> [WHAT TO PRODUCE]: From the passage on UCB's epilepsy research below, reproduce verbatim the portion that opens with the words "We are looking" and closes with "the patient communities.".
---------- EXCERPTED TEXT
For more than three decades, we’ve been committed to people living with epilepsy and their families, providing a portfolio of innovative patient centered solutions for those in need. 

Any research and treatment development journey at UCB starts with identifying the patients’ unmet needs. Patients or people living with an epilepsy diagnosis, and their caregivers, are the true experts of their condition and it is their narratives that shape our scientific journey. 

So, before we go into any clinical trial, we make sure we have an in-depth understanding of the persons experience of living with the disease to better understand how a medicine is going to help the patients and their families. 

In the evolving landscape of epilepsy research, a profound shift is underway at UCB. We are delving even deeper into the multi-faceted experiences of people living with a range epilepsies and rare syndromes. We also aspire, in epilepsy, to bring disease modifying medications to improve patients’ lives with potential for curative therapies. 

We are looking beyond the seizures at the other co-morbidities that add to the burden of disease to explore the holistic impact of certain medications on the daily lives of people living with epilepsy. We recognize the uniqueness of each epilepsy journey, acknowledging that no two experiences are identical, and see this as a challenge that we will overcome together with the patient communities. 

Targeting the true unmet needs of those dealing with seizures can be challenging. For starters, there are different racial, ethnic, age groups, and socioeconomic backgrounds that need to be factored into the patient experience. As part of our research, we focus on areas of unmet need, in the hope to find inclusive representation of refractory patients and those living with rare syndromes. As we approach medicines in development and commercialization, we work to meet the needs of the varying, low-prevalence patient populations.

For instance, during our post-trial commercialization work, we secured insights from varying ethnic and socioeconomic backgrounds, including single and married caregivers to better understand logistical challenges of daily life. To bridge the gap even further, we collaborate with patient advocacy organizations to be as inclusive as possible. However, we acknowledge there’s a natural selection of advocates who have the bandwidth to engage with patient organizations; they tend to be in a higher socio-demographic bracket, which can bias our research. 

To combat this, we must check our own unconscious bias and diversify who and where we conduct our research. We are making a conscious effort to ensure these groups are not overlooked by bringing services and accessible information to hard-to-reach communities. A small step begins with ensuring the language we use is universally understood. Patient and caregiver facing materials that UCB produces for the patient and caregiver community need to be understood by an eight-year-old. We want to provide information to as many people as possible, regardless of their education, age, race, and socioeconomic background. 

It is imperative for patients and caregivers to influence every aspect of the development and post-market access of our new treatments. The patient's voice is changing the way medicines are being created and it's incredibly inspiring to witness and be part of this at UCB.
--------------------
---------- SOURCE MATERIAL
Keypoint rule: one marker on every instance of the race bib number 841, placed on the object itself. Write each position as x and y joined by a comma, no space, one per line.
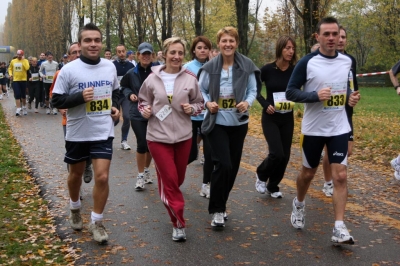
101,104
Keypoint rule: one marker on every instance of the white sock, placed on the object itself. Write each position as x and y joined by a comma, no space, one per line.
75,205
299,203
398,160
96,217
338,223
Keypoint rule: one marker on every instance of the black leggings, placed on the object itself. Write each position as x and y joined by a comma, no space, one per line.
278,132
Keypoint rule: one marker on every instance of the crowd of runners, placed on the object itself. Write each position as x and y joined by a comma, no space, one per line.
172,107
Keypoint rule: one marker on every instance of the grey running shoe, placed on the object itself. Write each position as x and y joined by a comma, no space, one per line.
396,168
260,185
139,183
342,236
147,178
75,219
99,232
218,220
88,174
205,190
276,195
328,190
178,234
125,146
297,217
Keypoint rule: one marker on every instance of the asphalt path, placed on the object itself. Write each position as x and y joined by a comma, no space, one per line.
--------------------
> [OUTPUT]:
We are looking beyond the seizures at the other co-morbidities that add to the burden of disease to explore the holistic impact of certain medications on the daily lives of people living with epilepsy. We recognize the uniqueness of each epilepsy journey, acknowledging that no two experiences are identical, and see this as a challenge that we will overcome together with the patient communities.